## Directions for this task
From the records below, pick out every line that contains the word "foliage" and copy each one.

[Point labeling dataset excerpts]
────────────────────────────────────────

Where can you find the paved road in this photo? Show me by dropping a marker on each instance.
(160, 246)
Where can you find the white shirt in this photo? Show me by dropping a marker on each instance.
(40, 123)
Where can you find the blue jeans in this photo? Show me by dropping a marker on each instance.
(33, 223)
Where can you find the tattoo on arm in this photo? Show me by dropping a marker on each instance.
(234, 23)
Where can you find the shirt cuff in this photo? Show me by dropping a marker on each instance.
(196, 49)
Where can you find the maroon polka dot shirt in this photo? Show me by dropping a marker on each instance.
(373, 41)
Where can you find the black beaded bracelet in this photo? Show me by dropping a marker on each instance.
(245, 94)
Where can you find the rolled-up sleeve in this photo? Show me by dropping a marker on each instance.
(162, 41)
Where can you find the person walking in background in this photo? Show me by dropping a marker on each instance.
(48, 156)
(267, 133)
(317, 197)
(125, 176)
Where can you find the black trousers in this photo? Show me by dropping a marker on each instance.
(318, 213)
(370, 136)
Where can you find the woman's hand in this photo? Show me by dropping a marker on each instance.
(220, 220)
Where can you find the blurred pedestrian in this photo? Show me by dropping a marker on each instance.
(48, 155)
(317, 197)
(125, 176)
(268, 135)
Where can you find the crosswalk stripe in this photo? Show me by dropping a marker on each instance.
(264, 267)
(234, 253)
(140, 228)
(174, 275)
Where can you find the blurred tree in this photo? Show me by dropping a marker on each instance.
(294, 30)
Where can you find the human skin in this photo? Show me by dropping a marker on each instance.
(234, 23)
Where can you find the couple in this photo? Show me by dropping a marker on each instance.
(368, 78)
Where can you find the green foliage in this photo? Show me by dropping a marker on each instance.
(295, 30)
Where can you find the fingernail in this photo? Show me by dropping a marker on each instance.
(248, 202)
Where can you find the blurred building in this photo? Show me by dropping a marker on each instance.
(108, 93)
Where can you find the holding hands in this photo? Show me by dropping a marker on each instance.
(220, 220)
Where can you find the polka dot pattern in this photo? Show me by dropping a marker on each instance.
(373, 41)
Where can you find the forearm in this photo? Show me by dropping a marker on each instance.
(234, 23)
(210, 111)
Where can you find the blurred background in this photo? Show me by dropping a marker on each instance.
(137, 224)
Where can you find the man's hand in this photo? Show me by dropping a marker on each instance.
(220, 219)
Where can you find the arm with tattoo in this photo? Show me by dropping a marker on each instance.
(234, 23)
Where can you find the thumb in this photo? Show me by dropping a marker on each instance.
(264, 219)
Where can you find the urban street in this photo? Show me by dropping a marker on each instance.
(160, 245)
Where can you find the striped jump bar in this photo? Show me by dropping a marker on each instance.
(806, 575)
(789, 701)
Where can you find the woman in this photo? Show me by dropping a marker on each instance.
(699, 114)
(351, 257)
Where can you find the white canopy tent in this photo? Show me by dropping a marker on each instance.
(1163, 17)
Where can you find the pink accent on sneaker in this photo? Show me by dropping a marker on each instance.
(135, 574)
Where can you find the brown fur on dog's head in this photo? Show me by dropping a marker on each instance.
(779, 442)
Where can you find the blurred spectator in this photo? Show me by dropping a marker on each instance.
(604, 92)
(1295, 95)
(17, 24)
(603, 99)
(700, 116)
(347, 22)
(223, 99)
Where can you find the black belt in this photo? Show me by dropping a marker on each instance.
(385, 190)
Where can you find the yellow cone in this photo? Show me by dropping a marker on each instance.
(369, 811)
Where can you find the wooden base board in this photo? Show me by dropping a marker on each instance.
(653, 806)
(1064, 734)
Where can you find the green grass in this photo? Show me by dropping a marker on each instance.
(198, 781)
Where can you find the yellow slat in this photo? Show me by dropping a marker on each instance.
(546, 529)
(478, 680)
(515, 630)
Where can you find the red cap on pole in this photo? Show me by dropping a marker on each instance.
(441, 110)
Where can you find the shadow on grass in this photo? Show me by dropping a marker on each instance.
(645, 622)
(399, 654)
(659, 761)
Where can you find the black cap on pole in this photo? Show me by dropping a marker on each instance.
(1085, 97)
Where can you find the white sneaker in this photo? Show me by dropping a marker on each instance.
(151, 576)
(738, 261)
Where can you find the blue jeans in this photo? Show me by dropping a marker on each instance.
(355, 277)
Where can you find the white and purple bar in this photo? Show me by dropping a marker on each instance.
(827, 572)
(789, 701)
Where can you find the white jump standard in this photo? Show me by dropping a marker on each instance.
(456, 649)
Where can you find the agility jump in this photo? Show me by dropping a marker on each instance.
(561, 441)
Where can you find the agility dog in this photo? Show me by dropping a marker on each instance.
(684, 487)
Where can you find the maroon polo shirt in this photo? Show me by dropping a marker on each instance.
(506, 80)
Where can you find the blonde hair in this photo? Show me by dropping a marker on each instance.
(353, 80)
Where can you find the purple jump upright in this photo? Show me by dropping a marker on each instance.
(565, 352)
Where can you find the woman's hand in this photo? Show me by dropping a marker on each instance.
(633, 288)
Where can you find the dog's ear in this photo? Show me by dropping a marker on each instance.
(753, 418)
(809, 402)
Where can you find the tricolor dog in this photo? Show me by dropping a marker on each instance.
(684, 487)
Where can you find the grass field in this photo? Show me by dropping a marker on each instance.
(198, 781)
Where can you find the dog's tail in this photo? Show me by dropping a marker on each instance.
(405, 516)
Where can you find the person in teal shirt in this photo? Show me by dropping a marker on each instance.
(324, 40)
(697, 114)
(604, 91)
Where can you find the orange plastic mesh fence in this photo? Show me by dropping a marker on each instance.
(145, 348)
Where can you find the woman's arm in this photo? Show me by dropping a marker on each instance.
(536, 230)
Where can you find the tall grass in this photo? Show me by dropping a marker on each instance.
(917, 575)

────────────────────────────────────────

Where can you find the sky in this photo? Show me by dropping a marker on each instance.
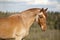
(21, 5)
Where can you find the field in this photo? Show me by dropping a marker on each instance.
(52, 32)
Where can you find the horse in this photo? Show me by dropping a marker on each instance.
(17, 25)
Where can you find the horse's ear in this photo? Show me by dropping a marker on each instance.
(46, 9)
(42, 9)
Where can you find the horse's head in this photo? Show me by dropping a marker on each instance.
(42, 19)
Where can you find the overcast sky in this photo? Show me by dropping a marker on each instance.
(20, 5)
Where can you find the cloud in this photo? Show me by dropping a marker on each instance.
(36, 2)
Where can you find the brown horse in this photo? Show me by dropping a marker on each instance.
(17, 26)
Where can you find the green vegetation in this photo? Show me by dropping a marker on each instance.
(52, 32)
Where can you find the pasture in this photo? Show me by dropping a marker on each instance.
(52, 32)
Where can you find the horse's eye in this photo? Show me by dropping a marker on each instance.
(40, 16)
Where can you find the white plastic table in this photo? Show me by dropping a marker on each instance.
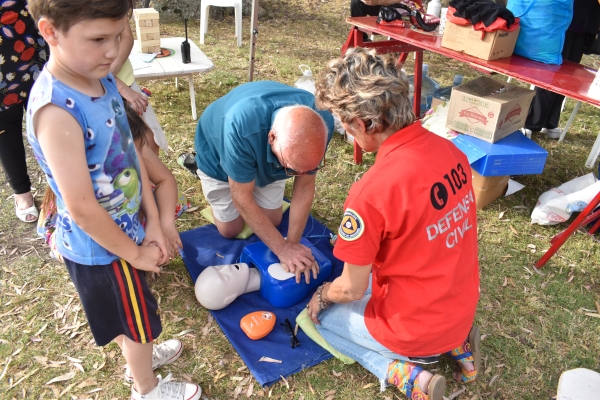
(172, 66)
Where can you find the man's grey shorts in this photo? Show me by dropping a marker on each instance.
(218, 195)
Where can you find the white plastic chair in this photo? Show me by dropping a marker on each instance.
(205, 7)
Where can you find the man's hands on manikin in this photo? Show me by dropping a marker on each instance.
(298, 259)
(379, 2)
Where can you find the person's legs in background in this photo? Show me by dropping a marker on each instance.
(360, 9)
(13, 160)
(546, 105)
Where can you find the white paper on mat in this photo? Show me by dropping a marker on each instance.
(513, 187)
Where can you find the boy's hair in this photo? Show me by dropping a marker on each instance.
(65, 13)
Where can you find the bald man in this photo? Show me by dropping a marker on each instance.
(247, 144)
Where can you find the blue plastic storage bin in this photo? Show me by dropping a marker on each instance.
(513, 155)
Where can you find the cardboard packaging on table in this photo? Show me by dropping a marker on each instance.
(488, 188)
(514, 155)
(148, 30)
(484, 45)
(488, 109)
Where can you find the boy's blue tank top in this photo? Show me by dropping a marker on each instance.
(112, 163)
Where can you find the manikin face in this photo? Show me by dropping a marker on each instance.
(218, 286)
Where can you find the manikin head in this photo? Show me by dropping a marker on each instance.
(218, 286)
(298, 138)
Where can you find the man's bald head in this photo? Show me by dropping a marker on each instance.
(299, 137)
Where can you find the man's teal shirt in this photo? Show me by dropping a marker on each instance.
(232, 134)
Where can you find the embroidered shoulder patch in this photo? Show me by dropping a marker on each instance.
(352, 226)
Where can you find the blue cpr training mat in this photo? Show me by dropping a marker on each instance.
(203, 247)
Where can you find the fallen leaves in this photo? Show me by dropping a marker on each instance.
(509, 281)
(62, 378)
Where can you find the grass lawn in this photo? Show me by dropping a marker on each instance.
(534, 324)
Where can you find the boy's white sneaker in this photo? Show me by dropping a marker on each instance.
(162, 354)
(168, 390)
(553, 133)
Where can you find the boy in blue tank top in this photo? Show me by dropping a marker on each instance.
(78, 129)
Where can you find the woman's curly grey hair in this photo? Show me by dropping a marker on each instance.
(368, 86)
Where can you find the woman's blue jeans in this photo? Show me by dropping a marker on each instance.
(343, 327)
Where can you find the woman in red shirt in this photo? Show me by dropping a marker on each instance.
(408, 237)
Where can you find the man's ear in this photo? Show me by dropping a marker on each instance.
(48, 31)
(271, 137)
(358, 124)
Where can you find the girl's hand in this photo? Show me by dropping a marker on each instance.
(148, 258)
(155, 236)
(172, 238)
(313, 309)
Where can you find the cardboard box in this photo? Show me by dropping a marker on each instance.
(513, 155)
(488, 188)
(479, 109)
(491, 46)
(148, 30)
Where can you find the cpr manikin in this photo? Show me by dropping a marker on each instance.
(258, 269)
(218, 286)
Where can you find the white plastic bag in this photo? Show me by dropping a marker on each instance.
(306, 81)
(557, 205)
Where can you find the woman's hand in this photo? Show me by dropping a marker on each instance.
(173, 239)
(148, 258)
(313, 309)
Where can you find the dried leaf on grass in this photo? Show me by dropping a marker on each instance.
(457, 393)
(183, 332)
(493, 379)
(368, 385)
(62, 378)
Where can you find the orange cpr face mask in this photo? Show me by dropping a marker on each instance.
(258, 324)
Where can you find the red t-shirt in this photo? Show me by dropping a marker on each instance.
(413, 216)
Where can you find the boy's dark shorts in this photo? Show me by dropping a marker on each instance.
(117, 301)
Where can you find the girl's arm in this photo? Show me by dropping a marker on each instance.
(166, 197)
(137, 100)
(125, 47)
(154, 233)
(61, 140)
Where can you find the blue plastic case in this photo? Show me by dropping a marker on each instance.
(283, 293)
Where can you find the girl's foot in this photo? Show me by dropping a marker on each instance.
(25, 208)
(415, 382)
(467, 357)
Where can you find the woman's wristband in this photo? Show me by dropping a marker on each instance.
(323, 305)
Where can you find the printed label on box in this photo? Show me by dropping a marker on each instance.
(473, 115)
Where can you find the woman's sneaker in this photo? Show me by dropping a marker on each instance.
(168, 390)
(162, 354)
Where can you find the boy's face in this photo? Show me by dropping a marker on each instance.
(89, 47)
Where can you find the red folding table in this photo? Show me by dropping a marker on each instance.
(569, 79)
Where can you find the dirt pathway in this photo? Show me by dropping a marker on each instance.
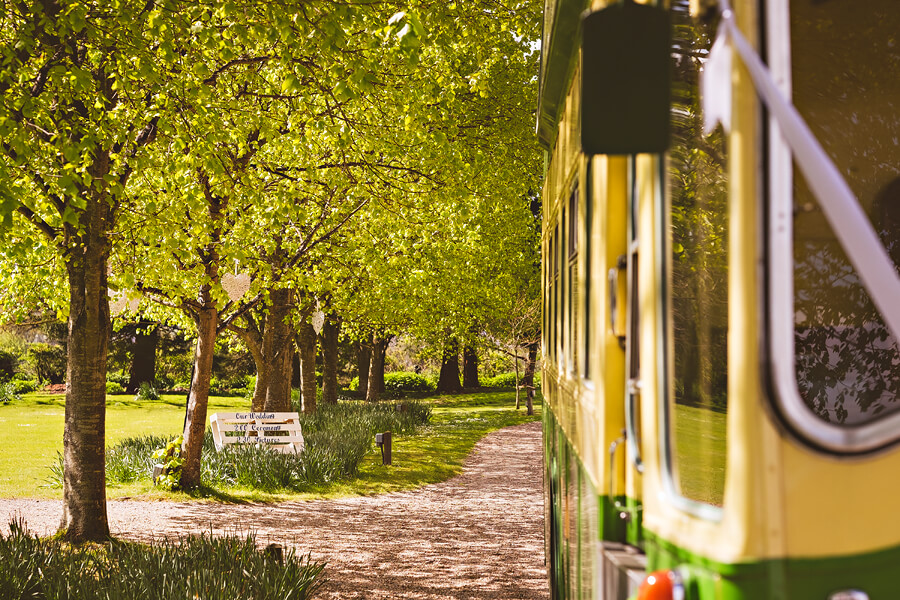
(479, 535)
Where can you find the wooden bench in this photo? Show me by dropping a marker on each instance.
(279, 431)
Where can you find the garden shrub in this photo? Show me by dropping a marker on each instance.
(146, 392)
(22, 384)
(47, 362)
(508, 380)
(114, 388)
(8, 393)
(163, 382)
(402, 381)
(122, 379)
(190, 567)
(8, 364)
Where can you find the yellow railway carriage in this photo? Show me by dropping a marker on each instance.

────────────────────────────────────────

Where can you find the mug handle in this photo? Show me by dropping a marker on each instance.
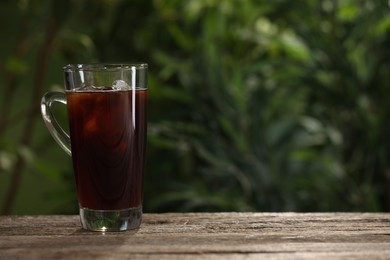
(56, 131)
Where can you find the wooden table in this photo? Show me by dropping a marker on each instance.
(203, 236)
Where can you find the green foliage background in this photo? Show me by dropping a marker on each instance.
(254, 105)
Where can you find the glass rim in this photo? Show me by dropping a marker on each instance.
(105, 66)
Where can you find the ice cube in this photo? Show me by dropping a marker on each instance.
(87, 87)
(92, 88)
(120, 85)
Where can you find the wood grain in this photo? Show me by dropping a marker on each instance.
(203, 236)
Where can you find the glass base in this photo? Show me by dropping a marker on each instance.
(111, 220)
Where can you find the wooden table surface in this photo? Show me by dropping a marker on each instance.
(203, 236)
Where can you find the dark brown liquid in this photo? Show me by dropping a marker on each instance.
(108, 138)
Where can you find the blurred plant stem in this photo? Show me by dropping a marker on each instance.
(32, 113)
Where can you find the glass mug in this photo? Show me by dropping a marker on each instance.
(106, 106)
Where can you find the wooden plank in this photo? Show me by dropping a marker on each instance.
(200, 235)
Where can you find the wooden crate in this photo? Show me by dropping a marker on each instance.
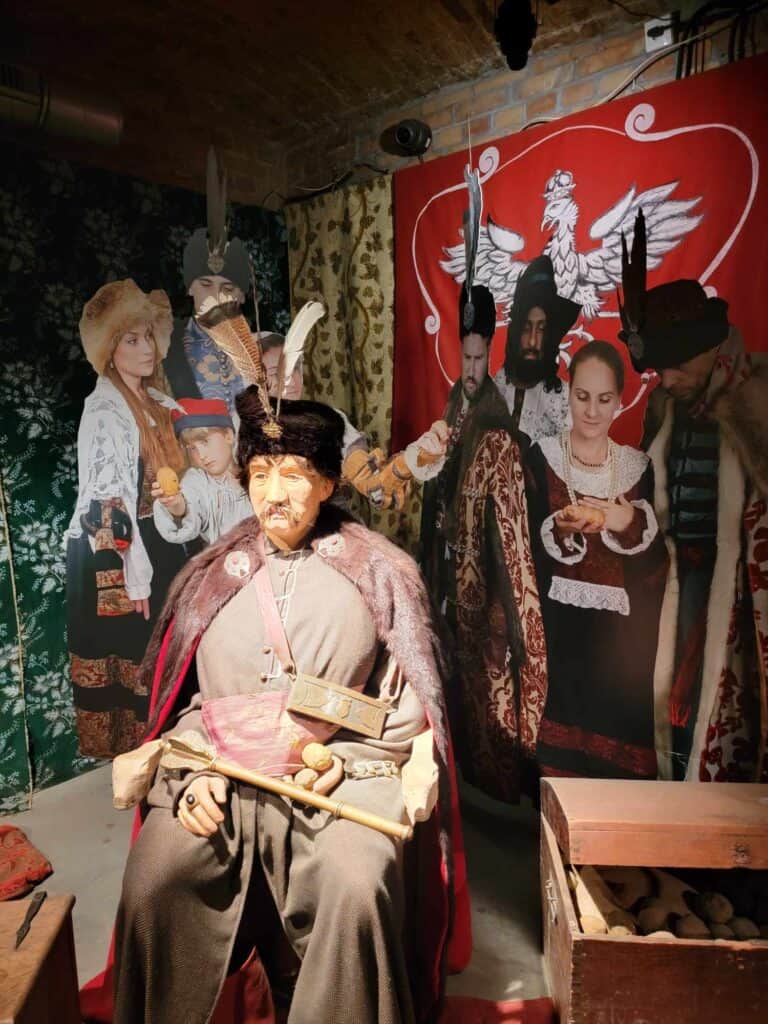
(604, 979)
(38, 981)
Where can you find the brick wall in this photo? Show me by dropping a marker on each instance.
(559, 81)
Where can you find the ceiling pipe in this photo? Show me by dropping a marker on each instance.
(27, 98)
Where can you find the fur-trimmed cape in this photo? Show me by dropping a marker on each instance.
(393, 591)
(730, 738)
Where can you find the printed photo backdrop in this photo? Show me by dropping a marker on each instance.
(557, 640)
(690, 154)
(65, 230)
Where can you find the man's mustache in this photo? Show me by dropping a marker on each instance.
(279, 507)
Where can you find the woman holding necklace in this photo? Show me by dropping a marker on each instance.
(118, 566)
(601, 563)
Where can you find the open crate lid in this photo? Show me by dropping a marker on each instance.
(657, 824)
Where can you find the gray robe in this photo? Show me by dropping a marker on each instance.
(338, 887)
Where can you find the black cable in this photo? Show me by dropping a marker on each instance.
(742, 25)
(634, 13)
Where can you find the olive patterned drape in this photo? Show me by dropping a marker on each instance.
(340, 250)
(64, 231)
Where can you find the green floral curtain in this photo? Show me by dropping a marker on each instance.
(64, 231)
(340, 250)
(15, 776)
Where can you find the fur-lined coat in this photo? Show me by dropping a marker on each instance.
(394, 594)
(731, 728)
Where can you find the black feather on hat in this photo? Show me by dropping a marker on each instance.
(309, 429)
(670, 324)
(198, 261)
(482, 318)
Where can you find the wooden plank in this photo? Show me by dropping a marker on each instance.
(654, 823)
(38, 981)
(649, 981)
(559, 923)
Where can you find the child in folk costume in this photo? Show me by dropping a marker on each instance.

────────────────────────────────────────

## Solution
Where can you find the green foliage in this photo? Show me by dropping a marker on each instance.
Where can you find the green foliage background in this photo? Show me by dropping a marker on each instance.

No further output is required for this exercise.